(Challenge): Please copy everything from the line containing "Expected: one point per instance of the roadside" down to the last line, both ends included, keeping every line in that span. Multiply each pixel coordinate in the answers by 1.65 and round to the nearest whole number, with halves rounded up.

(Dataset records):
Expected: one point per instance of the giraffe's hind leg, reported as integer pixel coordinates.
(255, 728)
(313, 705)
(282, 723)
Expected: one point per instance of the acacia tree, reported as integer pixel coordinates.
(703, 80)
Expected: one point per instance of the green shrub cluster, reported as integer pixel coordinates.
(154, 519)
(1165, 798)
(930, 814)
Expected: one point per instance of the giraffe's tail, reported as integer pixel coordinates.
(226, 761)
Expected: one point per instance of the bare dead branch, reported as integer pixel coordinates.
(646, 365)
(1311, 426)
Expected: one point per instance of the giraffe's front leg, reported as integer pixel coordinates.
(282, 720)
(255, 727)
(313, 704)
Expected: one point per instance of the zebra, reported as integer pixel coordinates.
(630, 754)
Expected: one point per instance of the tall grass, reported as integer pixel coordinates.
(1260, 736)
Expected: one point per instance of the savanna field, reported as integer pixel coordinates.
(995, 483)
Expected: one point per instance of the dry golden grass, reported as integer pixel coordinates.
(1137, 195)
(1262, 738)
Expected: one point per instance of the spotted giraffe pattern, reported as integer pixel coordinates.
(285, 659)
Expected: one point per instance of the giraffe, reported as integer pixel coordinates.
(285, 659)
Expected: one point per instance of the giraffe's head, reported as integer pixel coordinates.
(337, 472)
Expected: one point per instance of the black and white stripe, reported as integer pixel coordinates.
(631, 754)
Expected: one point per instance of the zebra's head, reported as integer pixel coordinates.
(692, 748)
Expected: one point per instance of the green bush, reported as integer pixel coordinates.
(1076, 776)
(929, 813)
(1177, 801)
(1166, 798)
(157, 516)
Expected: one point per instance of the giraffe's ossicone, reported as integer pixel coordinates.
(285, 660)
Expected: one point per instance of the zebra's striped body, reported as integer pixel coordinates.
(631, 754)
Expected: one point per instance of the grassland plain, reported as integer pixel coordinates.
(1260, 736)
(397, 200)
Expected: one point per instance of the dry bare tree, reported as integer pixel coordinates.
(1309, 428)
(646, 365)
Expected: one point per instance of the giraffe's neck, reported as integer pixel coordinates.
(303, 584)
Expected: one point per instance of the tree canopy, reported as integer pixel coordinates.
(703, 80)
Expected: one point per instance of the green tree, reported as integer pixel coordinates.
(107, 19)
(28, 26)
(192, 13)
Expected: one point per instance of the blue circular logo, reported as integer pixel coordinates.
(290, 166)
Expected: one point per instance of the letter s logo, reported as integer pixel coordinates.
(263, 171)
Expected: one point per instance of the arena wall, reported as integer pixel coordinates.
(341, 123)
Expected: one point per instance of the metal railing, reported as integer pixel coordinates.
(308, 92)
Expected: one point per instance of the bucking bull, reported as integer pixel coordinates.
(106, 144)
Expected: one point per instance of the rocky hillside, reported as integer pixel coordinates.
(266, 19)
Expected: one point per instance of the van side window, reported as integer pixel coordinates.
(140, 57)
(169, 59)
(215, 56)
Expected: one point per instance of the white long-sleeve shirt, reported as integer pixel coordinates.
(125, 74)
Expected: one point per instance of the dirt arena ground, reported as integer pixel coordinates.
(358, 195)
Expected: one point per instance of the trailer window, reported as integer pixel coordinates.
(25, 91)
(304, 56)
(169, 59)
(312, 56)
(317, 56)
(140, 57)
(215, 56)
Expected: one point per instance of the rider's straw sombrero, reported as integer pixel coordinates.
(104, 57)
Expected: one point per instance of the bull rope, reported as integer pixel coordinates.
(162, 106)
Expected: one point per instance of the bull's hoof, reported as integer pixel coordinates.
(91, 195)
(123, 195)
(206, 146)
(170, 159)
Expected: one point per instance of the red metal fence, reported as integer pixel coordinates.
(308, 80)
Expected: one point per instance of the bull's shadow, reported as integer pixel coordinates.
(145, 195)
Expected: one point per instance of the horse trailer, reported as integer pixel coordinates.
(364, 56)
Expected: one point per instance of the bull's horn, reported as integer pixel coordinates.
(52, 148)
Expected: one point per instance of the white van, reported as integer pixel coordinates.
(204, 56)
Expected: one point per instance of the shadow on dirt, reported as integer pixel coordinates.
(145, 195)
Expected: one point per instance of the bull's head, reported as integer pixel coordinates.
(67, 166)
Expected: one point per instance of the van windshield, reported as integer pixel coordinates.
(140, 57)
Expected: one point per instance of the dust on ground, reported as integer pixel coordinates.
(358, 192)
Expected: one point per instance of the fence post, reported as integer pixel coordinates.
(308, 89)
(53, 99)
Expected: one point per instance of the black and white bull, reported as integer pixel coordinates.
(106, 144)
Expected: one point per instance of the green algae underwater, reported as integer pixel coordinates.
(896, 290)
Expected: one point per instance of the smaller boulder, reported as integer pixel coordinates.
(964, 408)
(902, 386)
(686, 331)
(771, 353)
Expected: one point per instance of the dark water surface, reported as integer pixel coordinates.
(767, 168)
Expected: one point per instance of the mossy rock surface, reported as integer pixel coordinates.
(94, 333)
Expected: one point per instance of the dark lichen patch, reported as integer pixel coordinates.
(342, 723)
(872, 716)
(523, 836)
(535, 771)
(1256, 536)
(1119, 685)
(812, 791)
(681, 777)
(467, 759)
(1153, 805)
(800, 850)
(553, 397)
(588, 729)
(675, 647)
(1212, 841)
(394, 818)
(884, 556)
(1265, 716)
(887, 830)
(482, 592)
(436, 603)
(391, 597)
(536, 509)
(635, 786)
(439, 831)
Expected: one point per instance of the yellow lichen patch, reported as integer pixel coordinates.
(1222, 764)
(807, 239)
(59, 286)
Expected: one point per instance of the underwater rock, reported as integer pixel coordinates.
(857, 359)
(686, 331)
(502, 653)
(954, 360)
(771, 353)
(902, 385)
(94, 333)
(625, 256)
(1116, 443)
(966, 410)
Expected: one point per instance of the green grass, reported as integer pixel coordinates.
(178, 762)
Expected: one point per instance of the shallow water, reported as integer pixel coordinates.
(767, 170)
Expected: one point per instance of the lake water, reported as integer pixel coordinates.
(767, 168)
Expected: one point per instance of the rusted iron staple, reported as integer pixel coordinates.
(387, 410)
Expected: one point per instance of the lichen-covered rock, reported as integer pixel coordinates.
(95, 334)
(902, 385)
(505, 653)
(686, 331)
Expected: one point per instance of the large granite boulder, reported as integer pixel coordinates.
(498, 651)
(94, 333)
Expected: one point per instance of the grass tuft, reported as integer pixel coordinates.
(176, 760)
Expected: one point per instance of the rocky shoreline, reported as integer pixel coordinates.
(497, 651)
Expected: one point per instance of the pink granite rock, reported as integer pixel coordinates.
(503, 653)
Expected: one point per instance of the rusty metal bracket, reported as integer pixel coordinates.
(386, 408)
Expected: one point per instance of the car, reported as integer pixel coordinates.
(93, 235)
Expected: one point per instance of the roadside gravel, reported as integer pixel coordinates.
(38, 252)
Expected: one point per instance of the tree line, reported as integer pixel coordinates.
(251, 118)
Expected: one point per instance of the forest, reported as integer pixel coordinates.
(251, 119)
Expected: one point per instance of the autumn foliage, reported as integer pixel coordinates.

(Task answer):
Expected: one point per instance of the roadside gravel, reported as integer pixel coordinates.
(63, 416)
Expected: one point per instance of the tree line, reported as integer pixel coordinates.
(414, 195)
Expected: one point per instance of the forest, reported as integer pixel coordinates.
(414, 196)
Expected: one point per instance of the autumn foliage, reported as integer pixel coordinates.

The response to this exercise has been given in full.